## Excerpted passage
— START —

Court of Appeals of Texas, San Antonio
Jan 9, 1998
961 S.W.2d 545 (Tex. App. 1998)

Opinion

No. 04-97-00058-CR.

December 10, 1997. Rehearing Overruled January 9, 1998.

Appeal from the District Court, Jim Wells County, Stan Pemberton, J.

Giancarlo Nisimblat, Nisimblat Basart, P.L.L.C., Alice, for Appellant.

Joe Frank Garza, District Attorney, Alice, for Appellee.

Before HARDBERGER, C.J., and LOPEZ and ANGELINI, JJ.


OPINION


This is an appeal from a conviction for aggravated robbery. The jury assessed punishment at ten years probation.

FACTS

At about 9:20 p.m. on November 28, 1995, two men entered an Alice convenience store, pushed a gun into the ribs of Cristina Rodriguez, the clerk, and took $407.00. When the police arrived at the scene, the only information Rodriguez could relate was that the two men were Hispanic and were wearing bandannas and camouflage clothing. The following day, Rodriguez told the police that she had seen the robbers before, but could not recall their names.

Because of her poor recall, Rodriguez agreed to be hypnotized by Sgt. Perez, an investigator for the Narcotics Division of the Alice Police Department. During the session, Rodriguez was able to recall that the taller of the two robbers had been in the store earlier to buy beer. She also recalled that the gunman smelled like tar, had tar under his fingernails, had a scar on his face, and worked at a roofing company. Rodriguez also provided enough descriptive information for a sketch of the gunman to be drawn. Using the sketch, Sgt. Wymore, the assistant investigator in the case, prepared a six photo line-up. Rodriguez identified Samuel Soliz in the line-up as the gunman and stated that the other robber was Soliz's brother. The police never recovered any physical evidence.

A line-up, which included three of Samuel Soliz's brothers, was prepared for the second suspect. Rodriguez identified Daniel Soliz in this second line-up as the second robber. The two brothers were tried and convicted together. However, Daniel Soliz voluntarily withdrew his appeal due to an untimely notice of appeal.

— END —

## Given exercise a
Rewrite the records from the line with "of the hillside" up to and including the last line of the records, changing "stone block wall" to "masonry wall" and leaving the rest unchanged.

## Given entries
— START —

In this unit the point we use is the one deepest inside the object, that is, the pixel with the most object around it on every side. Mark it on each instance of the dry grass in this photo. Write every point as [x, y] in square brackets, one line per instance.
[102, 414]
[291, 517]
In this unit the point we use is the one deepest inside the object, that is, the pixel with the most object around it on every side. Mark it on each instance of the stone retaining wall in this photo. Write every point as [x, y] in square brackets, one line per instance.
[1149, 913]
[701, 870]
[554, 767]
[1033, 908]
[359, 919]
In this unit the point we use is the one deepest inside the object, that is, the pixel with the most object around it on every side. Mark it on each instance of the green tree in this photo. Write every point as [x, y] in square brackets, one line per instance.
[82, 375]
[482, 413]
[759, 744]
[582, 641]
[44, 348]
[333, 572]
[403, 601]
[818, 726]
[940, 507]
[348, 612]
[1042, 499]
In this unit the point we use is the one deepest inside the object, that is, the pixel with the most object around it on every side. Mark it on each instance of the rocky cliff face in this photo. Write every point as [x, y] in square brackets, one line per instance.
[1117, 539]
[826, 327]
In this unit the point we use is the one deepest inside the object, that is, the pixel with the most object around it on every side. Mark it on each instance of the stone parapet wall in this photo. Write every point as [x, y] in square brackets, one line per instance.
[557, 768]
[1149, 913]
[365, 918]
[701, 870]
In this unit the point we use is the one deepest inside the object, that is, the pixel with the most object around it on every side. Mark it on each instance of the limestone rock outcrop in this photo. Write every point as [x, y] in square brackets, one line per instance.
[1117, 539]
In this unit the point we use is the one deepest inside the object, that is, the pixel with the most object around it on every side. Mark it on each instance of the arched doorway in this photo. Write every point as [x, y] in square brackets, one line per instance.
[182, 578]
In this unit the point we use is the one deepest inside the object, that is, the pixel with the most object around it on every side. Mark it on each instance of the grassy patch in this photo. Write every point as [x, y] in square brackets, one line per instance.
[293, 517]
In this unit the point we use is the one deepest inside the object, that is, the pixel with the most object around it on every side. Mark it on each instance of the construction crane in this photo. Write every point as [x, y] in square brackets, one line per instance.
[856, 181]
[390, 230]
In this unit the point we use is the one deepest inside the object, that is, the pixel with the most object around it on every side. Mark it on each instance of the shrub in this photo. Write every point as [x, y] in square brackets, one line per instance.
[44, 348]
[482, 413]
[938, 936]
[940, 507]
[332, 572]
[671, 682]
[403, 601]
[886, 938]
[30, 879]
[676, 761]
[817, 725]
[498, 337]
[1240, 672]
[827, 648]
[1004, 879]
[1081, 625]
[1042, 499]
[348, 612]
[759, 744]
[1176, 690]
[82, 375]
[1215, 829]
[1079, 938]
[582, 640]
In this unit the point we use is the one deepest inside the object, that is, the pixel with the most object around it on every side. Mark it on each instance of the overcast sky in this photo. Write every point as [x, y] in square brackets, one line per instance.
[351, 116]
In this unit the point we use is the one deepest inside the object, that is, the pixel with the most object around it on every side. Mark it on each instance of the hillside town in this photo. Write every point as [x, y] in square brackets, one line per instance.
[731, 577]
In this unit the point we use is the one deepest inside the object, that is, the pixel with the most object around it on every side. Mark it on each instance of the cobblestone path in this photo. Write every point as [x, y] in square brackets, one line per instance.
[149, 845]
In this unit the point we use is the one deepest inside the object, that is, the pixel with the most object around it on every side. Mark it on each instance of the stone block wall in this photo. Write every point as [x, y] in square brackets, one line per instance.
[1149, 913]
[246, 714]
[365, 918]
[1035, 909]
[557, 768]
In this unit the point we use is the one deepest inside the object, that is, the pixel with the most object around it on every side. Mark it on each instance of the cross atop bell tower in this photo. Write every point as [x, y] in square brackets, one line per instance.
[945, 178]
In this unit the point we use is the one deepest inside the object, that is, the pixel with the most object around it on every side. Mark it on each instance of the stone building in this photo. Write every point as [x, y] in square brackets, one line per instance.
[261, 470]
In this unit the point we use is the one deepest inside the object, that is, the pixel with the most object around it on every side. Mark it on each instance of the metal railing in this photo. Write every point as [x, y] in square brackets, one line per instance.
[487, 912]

— END —

## Given exercise b
Please print the court opinion word for word from "Giancarlo Nisimblat, Nisimblat" up to and including "ten years probation.".

## Result a
In this unit the point we use is the one deepest inside the object, that is, the pixel with the most object around it on every side. Mark it on each instance of the hillside town in this photo. Write every point as [x, y] in square brackets, one line per instance.
[731, 577]
In this unit the point we use is the one deepest inside the object, that is, the pixel with the most object around it on every side. Mark it on each instance of the cobblestone path in this photo. Write every point as [x, y] in square brackets, one line per instance.
[149, 845]
In this unit the point we use is the one deepest inside the object, that is, the pixel with the most object around it on every side. Mark it on each instance of the masonry wall in this photo. Write every point as [x, y] in square brackets, one line per instance.
[1149, 913]
[246, 714]
[365, 918]
[1035, 909]
[557, 768]
In this unit the point we use is the one deepest inside the object, that is, the pixel with the most object around it on every side. Mark it on each instance of the cross atop bell tower in this photo. Write every point as [x, y] in square brackets, one line per instance.
[945, 178]
In this unit the point we use is the one deepest inside the object, that is, the pixel with the most object around it on every side. Mark it on each instance of the stone building in this photo. Write every point as [x, y] in square brackets, one line per instance.
[261, 470]
In this unit the point we use is the one deepest inside the object, that is, the pixel with the most object around it on every side. Mark it on each instance of the metal railing in this photo. Write every point as [x, y] in square brackets, one line per instance.
[487, 912]

## Result b
Giancarlo Nisimblat, Nisimblat Basart, P.L.L.C., Alice, for Appellant.

Joe Frank Garza, District Attorney, Alice, for Appellee.

Before HARDBERGER, C.J., and LOPEZ and ANGELINI, JJ.


OPINION


This is an appeal from a conviction for aggravated robbery. The jury assessed punishment at ten years probation.